◆ Set problem 1
In the article on single windows, which country's Customs is given as the example of the Single Authority model?
◆ Set problem 2
Transcribe the article on single windows from "A first theoretical" up to and including "and transit formalities.".
◆ Set problem 3
Write the next part of the article on single windows, picking up after its final sentence.

◆ Source
One-Stop-Shop, GUM & PCS

Reading time:
11 minutes
One-Stop-Shop, GUM & PCS

Introduction: The one-stop shops we are referring to here are not related to the Business Development Centres. These company counters are certainly an initiative of the EU, but they are the result of the directive of December 12, 2006, related to the internal market and the national competence has been created since 2015. Their challenge is to harmonize public services for businesses and facilitate business creation. However, we already have a lot of work to do with our regulatory information.


The single window, or rather single windows, is an inexhaustible subject of debate. By harmonizing practices and data, it is one of the logistical Grails towards the fluidity of exchanges. At the international level, since 2005, the UNECE has formalized Recommendation No. 33 to define its vision of single windows and their implementation. On a European scale, EMSWe, a cousin of eFTI on the processing of ship departure and arrival transactions in ports, is emerging since 2019 and the promulgation of Regulation 2019/1239. On a French scale, the Hémar and Daher report set the ball rolling for French logistics competitiveness, and France PCS is one of the emanations in charge of making the French port tool a benchmark in data processing.

International references: the global picture

A first theoretical overview of how to approach single windows based on the framework set up by the UN bodies.

Raw definition

While the single window concept has infused the entire planet, from Mauritius to Ethiopia and Uganda, through ever more inventive acronyms, Australia, Sweden, Singapore and the United States, it is difficult to trace the first, and since recurring, occurrences of the term single window in international trade treaty negotiations. The World Customs Organization (WCO) offers us a clarification of the term.

A Single Window is defined as a facility that allows parties involved in trade and transportation to deposit standardized information and documents with a single point of entry in order to complete all official import, export and transit formalities.

The World Customs Organization, which we will probably not contradict

Three things are worth noting: you connect to a single electronic portal and the data is entered only once, and the African continent is not left behind in terms of initiatives on the subject, perhaps taking advantage of technological leaps as was the case with mobile telephony (versus fixed telephony, which is very little used) and mobile payment (versus payment by credit card).

Implementation: Recommendation #33

UN/CEFACT and UNECE provide detailed implementation instructions and a second definition that will be enjoyed immediately in the language of Shakespeare:

A facility that allows parties involved in trade and transport to lodge standardized information and documents with a single entry point to fulfil all import, export, and transit-related regulatory requirements. If information is electronic, then individual data elements should only be submitted once. UN/CEFACT Recommendation No. 33 p.7

Currently, it is important to acknowledge that a one-stop shop without electronic data is not feasible, and we must adapt to the times. There are three typical models of the single window: (1) Single Authority, where a single point of contact, such as Customs in Sweden, consolidates the tasks of several public agencies. (2) Single Automated System, where economic actors in the United States submit data to a single system that redistributes the information to relevant authorities. (3) Automated Information Transaction System, where instructions for approval and payment can be transmitted to the central system in Mauritius or Singapore, in addition to "simple" data or documents, and some calculations such as taxes or benefits are performed directly by the same central system. The UNECE conducted around ten case studies on implementing a single window, which was likely published in 2016 according to the document titled Case Studies on Implementing a Single Window. The responses for the case studies were provided by the operating states themselves.

◆ Raw data
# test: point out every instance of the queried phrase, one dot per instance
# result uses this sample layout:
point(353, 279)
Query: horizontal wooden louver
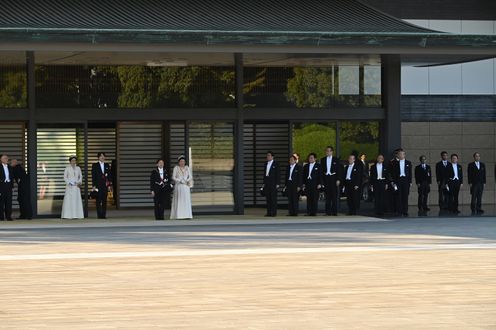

◆ Output 1
Sweden.

◆ Output 2
A first theoretical overview of how to approach single windows based on the framework set up by the UN bodies.

Raw definition

While the single window concept has infused the entire planet, from Mauritius to Ethiopia and Uganda, through ever more inventive acronyms, Australia, Sweden, Singapore and the United States, it is difficult to trace the first, and since recurring, occurrences of the term single window in international trade treaty negotiations. The World Customs Organization (WCO) offers us a clarification of the term.

A Single Window is defined as a facility that allows parties involved in trade and transportation to deposit standardized information and documents with a single point of entry in order to complete all official import, export and transit formalities.

◆ Output 3
Recommendation No. 33 also lists a series of existing tools aimed at facilitating the implementation of a single window in the sense of the WCO. It mentions a whole range of other reference documents initiated by organizations that are closely or remotely concerned with the notion of a single window. UNECE is the UN intergovernmental body in charge of economic issues for Europe, UN/CEFACT is an offshoot dedicated to the facilitation of electronic commerce and it produces a number of standards on information coding (UN/LOCODE), data modelling (UMM), document models (UNeDOCS). UNCTAD is another UN intergovernmental body on trade and development in charge of ASYCUDA (Automated System for Customs Data), which affects about 100 countries. The IMO (International Maritime Organization), just before the sexual revolution - coincidence or chance? - established the FAL Convention (Facilitation of International Maritime), which is still a reference in the field of ship traffic and tends to be encoded within the single windows. The ICC (International Chamber of Commerce) spends most of its time creating rules, norms and standards for international trade that many countries adopt jointly to facilitate their exchanges. Finally, the WCO (World Customs Organization) is involved in the revised Kyoto Convention, the Customs Data Model and the Unique Consignment Reference, which respectively aim to coordinate and unify border inspections, standardize the data handled by Customs and uniquely identify goods during transport. For your convenience, a list of some UN bodies is available here.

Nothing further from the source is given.